◆ INSTRUCTIONS TO FOLLOW ◆
Return only the lines starting at the line that contains "One keypoint belongs on each instance. Annotate the canal" and ending with the final line of the listing; include both endpoints.

------ DATA PROVIDED ------

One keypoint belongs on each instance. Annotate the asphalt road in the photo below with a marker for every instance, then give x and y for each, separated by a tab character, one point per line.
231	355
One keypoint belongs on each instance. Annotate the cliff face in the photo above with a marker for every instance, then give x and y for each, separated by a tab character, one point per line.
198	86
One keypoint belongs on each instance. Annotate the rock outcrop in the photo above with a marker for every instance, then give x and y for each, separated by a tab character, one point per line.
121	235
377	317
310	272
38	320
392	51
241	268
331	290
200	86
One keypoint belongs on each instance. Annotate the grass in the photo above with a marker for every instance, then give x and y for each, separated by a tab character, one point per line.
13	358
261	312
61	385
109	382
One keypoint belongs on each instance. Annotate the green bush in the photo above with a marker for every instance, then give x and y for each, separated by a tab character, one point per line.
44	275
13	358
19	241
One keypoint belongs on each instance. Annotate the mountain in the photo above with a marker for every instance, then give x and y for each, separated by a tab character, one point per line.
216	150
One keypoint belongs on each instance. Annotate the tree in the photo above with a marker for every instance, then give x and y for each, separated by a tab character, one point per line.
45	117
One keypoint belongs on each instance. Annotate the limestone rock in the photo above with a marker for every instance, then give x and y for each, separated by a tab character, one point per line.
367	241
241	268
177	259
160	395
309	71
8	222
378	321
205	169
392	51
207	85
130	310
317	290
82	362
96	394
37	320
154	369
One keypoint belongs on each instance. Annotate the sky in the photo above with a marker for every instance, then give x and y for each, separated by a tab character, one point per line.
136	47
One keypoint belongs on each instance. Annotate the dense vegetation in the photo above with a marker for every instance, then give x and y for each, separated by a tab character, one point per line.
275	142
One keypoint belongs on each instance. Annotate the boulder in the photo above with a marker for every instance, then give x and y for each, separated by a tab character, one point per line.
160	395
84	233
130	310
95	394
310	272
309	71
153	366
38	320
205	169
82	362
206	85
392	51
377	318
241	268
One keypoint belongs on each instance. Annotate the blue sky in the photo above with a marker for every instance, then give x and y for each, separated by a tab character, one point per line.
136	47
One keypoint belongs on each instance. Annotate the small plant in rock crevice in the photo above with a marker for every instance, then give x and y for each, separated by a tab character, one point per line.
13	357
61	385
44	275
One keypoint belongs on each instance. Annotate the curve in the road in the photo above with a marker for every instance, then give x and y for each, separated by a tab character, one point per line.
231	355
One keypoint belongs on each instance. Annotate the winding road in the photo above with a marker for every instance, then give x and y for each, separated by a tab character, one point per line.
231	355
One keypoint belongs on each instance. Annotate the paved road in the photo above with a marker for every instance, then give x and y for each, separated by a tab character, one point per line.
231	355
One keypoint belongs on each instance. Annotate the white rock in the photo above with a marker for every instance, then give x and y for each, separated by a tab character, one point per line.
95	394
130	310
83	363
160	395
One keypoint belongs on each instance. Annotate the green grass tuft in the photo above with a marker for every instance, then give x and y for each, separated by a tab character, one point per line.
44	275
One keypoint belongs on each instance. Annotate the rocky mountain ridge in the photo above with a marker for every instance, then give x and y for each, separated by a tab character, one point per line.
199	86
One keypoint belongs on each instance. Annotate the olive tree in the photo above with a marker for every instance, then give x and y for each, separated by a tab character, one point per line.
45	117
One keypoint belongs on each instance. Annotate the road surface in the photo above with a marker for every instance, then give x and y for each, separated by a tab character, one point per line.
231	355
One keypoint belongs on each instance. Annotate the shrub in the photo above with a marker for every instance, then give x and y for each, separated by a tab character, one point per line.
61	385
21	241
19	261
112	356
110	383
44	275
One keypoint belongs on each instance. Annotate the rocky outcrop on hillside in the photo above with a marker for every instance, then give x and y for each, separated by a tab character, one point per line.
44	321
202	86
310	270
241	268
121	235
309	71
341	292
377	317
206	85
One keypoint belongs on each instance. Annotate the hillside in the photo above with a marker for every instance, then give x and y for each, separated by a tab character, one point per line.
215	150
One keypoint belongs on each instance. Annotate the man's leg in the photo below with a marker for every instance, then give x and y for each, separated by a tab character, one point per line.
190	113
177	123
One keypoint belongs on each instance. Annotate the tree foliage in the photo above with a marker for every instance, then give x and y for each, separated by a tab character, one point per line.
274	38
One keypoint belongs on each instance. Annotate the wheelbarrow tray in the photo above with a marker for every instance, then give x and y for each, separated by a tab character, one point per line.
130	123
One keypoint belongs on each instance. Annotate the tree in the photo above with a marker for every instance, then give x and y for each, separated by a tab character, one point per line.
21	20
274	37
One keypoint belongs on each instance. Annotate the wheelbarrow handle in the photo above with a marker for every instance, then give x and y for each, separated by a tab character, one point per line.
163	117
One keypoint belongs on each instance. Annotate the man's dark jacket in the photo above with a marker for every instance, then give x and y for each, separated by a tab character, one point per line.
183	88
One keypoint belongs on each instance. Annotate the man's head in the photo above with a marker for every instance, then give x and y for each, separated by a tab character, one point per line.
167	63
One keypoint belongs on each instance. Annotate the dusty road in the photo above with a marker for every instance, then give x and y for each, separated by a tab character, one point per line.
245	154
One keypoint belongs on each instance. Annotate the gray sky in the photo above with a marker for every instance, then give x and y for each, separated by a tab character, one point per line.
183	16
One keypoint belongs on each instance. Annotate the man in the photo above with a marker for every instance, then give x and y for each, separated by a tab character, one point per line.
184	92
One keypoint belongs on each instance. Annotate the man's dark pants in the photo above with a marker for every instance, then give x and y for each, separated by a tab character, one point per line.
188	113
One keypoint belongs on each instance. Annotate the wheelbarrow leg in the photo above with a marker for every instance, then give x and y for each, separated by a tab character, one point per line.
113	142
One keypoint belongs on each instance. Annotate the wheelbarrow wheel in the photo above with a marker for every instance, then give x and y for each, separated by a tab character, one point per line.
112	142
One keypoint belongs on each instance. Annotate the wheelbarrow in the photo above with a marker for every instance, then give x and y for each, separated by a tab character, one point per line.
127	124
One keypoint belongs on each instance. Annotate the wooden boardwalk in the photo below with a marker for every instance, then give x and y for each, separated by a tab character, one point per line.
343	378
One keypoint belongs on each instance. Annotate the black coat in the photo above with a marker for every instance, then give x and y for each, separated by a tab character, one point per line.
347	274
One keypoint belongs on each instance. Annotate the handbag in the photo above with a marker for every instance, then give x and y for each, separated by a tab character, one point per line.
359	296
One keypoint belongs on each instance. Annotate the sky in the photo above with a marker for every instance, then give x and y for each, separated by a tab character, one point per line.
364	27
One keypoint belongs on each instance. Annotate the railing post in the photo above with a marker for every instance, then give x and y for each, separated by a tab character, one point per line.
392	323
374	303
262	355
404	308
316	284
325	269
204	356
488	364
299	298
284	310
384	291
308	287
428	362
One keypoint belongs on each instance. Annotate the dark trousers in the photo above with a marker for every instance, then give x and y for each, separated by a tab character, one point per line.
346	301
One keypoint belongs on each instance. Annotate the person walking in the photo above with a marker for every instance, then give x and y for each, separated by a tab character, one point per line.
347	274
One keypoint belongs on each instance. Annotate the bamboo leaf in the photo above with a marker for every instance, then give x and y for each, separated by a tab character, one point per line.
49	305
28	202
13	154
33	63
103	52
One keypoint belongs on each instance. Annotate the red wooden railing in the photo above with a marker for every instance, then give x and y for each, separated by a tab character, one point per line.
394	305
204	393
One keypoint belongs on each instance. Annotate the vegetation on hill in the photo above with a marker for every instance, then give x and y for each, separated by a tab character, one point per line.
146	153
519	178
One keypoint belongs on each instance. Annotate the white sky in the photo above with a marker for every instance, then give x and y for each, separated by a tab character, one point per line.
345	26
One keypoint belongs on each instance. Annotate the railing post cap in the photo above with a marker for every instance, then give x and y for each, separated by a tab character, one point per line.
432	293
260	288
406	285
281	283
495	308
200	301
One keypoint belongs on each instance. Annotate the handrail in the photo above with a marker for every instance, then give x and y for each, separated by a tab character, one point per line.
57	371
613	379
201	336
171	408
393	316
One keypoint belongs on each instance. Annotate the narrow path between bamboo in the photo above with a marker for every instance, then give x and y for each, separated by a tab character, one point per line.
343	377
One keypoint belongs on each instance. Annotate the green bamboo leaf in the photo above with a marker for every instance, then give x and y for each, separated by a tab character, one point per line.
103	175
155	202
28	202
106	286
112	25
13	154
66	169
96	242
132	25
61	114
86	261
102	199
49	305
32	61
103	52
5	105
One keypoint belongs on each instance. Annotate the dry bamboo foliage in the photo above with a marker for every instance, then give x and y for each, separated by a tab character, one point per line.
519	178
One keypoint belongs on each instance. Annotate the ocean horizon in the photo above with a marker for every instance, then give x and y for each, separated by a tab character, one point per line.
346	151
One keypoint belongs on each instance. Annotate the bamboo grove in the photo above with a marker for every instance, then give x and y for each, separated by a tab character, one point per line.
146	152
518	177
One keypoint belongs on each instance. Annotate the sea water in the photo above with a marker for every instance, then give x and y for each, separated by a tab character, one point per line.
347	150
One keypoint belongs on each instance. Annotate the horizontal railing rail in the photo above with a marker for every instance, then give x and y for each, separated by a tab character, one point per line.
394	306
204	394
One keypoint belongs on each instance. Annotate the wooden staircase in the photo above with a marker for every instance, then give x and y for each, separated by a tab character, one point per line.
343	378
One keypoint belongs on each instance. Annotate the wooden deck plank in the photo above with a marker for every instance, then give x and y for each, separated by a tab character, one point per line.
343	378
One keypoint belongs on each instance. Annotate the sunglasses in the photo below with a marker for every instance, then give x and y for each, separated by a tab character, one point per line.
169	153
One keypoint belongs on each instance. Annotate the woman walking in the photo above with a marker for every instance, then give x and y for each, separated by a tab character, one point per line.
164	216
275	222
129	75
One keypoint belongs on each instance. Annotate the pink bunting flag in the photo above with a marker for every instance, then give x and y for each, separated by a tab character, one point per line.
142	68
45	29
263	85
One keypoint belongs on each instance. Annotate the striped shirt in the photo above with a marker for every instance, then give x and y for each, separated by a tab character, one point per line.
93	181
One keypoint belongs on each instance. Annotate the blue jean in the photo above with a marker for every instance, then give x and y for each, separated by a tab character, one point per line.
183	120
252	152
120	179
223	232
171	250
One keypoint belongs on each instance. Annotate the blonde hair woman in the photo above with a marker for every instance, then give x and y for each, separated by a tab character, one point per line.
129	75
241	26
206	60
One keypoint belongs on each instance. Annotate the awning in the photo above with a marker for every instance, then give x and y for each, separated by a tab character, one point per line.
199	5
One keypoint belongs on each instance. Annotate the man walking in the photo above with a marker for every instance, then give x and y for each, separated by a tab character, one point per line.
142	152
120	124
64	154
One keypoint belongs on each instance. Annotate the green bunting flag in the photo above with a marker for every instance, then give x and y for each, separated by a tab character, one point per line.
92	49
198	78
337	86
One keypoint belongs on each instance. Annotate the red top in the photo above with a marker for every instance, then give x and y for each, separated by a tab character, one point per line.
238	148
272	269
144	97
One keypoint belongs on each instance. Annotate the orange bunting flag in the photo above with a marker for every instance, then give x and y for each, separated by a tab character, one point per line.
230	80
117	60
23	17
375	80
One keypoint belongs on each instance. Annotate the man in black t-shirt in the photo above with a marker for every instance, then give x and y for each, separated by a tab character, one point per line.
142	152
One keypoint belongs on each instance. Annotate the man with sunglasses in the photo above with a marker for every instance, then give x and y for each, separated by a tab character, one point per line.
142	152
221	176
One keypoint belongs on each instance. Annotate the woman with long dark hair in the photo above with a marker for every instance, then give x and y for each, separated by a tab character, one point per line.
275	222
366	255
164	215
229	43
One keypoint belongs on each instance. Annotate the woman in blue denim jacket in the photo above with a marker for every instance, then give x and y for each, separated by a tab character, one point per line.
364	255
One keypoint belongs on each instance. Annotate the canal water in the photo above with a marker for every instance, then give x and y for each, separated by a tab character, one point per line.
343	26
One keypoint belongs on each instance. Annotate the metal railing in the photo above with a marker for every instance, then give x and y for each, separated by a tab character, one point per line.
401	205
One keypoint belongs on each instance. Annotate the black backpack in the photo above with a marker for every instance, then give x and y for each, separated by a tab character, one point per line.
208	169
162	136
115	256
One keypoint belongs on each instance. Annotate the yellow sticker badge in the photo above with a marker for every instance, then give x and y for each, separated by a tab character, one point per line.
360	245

------

◆ EXERCISE RESPONSE ◆
One keypoint belongs on each instance. Annotate the canal water in the photo above with a marker for every instance, then give x and y for each, separated by a tab character, one point per line.
343	26
One keypoint belongs on each instance. Annotate the metal railing in the photo above with a marker for every instance, then give x and y for each, separated by a tab character, one point per line.
401	205
One keypoint belongs on each instance. Annotate the black backpack in the photo above with a marker for every instance, then give x and y for each, separated by a tab character, one point per line.
208	169
162	136
115	256
One keypoint belongs on each instance. Annotate the yellow sticker badge in the photo above with a marker for every instance, then give x and y for each, separated by a tab character, one point per line.
360	245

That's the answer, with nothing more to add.